■ **Page**
========================================
This is one of the most counter-intuitive probability puzzles ever to be part of a game show format. It’s brought countless brainiacs undone, and left even the most highly educated specimens making the completely wrong decision, all the while vehemently insisting that they’re completely right. Why? What’s so hard about it? And why does the so-called Monty Hall Problem seem to slap our natural, instinctive human decision-making right in the face?
Good, if slightly melodramatic, question. Let’s explore it for a bit, and see if we can figure it out. But first, what exactly IS “The Monty Hall Problem”? Well, it goes something a little like this…
You’re on a game show. Congratulations – so far, so good. On the set are three closed, non-transparent doors – Door A, Door B and Door C. Behind one of them is a new car, an behind the other two doors are goats. Which you don’t want. Your host (who knows what’s behind each door) asks you to choose the one door that you think the car is behind. You choose Door B. The host opens one of the two remaining doors – say Door C – to reveal a goat. That now leaves two unopened doors – Door A and Door B, one of which does have the car behind it. You originally chose Door B. You’re now asked if you want to change your decision, and switch to Door A. What do you do?
========================================
Stored records
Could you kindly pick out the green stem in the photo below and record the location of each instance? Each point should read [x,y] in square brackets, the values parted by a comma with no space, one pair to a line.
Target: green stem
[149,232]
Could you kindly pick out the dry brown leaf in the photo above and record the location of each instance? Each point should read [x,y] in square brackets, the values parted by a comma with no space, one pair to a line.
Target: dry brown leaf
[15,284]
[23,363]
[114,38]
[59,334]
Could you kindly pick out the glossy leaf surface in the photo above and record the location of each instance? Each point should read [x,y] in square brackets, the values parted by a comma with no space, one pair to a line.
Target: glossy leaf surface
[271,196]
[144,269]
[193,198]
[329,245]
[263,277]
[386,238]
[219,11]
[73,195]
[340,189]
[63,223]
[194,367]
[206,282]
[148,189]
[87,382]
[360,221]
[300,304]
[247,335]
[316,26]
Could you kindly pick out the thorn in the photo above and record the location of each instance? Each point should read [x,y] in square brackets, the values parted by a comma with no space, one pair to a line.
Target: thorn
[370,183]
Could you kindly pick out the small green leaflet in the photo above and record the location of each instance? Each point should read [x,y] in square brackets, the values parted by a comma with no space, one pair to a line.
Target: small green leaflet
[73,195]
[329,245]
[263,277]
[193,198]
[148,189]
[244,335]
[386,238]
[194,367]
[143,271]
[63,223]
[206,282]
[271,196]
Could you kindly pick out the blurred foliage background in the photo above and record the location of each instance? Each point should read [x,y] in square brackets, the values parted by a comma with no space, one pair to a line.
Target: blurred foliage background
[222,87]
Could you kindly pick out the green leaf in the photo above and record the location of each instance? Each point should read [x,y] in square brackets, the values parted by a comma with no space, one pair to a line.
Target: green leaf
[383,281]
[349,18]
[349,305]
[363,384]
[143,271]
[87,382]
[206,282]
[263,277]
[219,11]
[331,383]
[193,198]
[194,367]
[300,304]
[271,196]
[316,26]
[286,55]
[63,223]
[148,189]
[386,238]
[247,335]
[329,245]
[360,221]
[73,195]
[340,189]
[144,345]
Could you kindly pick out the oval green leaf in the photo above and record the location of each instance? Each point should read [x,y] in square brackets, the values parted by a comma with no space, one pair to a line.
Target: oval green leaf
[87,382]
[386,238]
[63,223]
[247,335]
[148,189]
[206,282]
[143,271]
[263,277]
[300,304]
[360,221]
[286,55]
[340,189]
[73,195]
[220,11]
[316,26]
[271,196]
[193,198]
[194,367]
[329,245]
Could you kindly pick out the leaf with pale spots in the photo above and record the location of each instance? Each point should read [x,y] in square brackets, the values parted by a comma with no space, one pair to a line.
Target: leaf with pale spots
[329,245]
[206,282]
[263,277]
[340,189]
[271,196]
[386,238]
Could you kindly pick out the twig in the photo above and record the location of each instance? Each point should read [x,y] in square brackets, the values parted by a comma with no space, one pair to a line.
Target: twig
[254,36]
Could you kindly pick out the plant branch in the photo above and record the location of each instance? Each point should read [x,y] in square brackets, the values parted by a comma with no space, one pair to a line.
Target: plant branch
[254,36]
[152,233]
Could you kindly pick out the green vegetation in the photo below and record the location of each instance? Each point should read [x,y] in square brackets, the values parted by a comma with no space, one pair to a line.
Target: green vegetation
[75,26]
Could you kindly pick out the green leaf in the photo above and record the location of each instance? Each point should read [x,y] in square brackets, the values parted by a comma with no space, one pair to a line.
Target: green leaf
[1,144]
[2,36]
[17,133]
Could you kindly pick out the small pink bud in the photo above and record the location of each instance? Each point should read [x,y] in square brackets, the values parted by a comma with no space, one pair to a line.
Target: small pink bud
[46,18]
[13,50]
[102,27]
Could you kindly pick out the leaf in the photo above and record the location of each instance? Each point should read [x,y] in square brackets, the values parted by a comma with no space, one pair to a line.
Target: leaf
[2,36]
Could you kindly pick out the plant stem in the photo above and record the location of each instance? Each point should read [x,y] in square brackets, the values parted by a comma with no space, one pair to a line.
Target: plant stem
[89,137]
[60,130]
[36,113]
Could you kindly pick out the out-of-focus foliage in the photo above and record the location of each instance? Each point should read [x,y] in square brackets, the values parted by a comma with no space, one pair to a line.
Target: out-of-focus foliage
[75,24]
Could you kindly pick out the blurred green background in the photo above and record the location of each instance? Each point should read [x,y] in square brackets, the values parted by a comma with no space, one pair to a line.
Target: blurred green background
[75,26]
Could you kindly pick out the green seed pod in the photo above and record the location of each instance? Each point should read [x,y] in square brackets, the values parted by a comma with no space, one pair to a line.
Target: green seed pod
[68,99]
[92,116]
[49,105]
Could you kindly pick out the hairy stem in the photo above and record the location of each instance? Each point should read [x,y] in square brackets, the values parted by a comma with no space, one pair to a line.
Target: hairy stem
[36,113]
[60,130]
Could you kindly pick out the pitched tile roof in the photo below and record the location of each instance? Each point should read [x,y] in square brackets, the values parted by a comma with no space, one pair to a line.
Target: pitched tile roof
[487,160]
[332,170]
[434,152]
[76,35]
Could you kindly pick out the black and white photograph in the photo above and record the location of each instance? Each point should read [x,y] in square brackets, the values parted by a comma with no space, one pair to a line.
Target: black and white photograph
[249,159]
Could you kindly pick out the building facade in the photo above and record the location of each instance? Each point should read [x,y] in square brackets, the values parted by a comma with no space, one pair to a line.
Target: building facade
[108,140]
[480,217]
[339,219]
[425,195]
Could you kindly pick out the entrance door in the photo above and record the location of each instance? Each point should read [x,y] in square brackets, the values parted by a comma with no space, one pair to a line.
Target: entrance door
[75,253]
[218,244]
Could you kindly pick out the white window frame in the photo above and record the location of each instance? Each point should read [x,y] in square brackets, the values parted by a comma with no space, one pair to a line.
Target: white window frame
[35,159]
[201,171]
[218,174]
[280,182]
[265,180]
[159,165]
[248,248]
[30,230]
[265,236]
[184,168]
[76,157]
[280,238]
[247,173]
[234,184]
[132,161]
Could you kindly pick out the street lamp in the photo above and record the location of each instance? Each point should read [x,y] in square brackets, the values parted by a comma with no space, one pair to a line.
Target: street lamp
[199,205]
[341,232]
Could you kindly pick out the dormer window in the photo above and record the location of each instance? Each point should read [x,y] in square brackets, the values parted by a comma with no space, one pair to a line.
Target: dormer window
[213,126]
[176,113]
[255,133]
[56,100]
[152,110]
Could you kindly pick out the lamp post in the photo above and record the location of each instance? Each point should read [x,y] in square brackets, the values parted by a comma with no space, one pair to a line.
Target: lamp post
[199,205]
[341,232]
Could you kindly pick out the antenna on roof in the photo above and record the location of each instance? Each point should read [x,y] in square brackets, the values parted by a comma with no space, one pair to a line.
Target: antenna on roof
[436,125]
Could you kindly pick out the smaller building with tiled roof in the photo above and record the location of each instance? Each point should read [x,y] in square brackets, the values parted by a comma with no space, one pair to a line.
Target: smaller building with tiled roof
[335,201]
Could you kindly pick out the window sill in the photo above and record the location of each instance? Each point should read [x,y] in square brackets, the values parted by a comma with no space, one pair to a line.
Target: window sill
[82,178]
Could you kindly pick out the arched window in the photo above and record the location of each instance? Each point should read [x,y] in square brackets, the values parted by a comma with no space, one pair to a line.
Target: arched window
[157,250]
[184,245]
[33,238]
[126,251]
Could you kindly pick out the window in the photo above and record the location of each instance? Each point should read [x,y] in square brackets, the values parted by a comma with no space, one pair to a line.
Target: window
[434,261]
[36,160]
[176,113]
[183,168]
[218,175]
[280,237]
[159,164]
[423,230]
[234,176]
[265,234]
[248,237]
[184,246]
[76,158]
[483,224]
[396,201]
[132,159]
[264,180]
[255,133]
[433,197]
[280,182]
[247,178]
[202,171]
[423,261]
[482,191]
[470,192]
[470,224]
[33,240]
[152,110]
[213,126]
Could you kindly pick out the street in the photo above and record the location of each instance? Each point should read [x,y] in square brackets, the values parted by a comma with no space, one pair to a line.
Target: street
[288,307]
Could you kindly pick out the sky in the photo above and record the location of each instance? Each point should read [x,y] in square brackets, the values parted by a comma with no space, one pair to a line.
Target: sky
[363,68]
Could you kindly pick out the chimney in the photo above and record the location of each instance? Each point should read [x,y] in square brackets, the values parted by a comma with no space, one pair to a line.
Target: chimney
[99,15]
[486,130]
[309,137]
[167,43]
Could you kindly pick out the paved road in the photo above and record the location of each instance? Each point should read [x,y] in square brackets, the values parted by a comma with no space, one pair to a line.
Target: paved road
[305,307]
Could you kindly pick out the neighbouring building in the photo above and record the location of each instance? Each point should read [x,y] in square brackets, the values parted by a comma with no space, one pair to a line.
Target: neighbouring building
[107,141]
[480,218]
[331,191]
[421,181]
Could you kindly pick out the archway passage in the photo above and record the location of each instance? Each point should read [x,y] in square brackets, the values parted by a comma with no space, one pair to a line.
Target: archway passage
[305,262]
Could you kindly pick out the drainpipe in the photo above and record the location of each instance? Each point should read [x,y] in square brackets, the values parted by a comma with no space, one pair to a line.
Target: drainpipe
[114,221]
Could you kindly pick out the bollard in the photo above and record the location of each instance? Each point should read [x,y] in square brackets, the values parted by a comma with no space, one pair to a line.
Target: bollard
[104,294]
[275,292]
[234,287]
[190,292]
========================================
■ **Challenges**
[1] Which doors on the game show set does the Monty Hall text name?
[2] Write the next part of the Monty Hall text, starting after "What do you do?"

■ **The answers**
[1] Door A, Door B, Door C

[2]
If you’re like most people, your first reaction will be “Oh, I’ll stick with the door I originally chose. Now that there are only 2 doors left, I’ve got a 1-in-2 chance of being right And besides, I’d hate to switch and then be wrong! No, I’m backing my original decision”.
Here’s the thing… at this point in the game, you do not have a 1-in-2 chance of being right – it’s not 1-in-2 at all – and statistically, you should always switch.
By the way, it’s called the Monty Hall problem because it came to fame on the show Let’s Make A Deal, which was hosted by Monty Hall. Although I think they rarely used actual goats.
The Monty Hall Problem, seen here in its native habitat – the ‘Let’s Make A Deal’ studio. That’s Monty on the right, doing the slightly awkward Shop Window Mannequin Hands.
So why don’t you have a 1-in-2 chance of being right, after that first door’s been opened and there are just two doors left? What chance is it, then? And why should you always switch?
Before we go any further, we need to be clear about the restrictions on the host’s behaviour:
- The host must always open a door that was not picked by the contestant.
- The host must always open a door to reveal a goat and never the car.
- The host must always offer the chance to switch between the originally chosen door and the remaining closed door.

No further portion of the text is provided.